Records drawn from a dataset:
-=-=-
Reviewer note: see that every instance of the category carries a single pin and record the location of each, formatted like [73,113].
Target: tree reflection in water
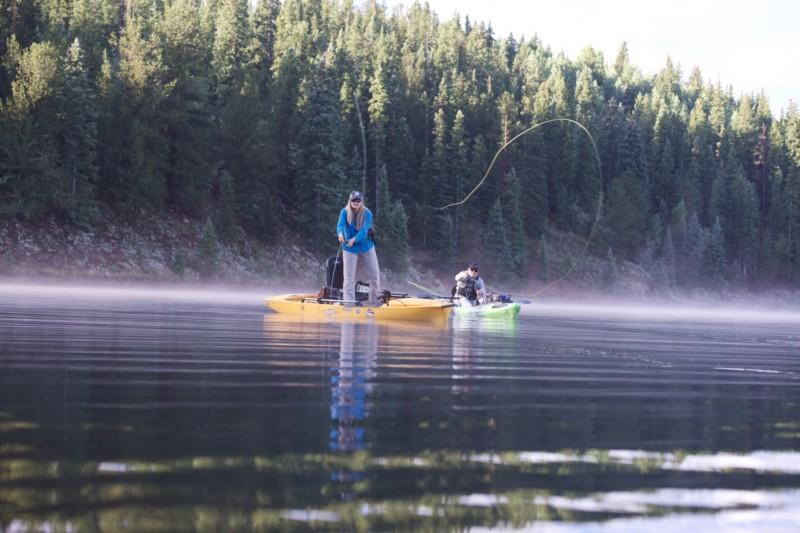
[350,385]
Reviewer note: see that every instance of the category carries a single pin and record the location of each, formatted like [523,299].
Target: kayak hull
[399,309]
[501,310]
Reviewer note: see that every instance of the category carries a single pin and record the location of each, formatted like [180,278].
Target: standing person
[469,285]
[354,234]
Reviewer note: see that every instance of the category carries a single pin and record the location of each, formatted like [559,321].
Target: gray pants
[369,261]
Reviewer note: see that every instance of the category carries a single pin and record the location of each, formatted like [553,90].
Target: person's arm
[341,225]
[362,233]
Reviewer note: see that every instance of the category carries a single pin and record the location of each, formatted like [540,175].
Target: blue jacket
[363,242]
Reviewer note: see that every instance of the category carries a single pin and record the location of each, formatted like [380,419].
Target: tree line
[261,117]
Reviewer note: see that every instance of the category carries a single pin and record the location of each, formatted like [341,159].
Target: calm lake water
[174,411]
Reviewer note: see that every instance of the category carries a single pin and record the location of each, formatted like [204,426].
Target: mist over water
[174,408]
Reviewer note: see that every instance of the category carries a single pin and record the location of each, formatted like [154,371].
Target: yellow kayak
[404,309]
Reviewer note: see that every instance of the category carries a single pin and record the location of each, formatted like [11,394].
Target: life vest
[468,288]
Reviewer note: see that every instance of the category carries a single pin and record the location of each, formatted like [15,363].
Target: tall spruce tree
-=-=-
» What is needed
In the entries above, find the line with "formatted like [11,394].", then retype it and every line after it exactly.

» Reply
Reviewer note: see that every instance of the category carries a single pin and record the location of each, formatted like [11,394].
Target: life vest
[468,288]
Reviewer note: see that every instance of the category carries a single pin and record the location of each, formatted like [15,363].
Target: tall spruce tree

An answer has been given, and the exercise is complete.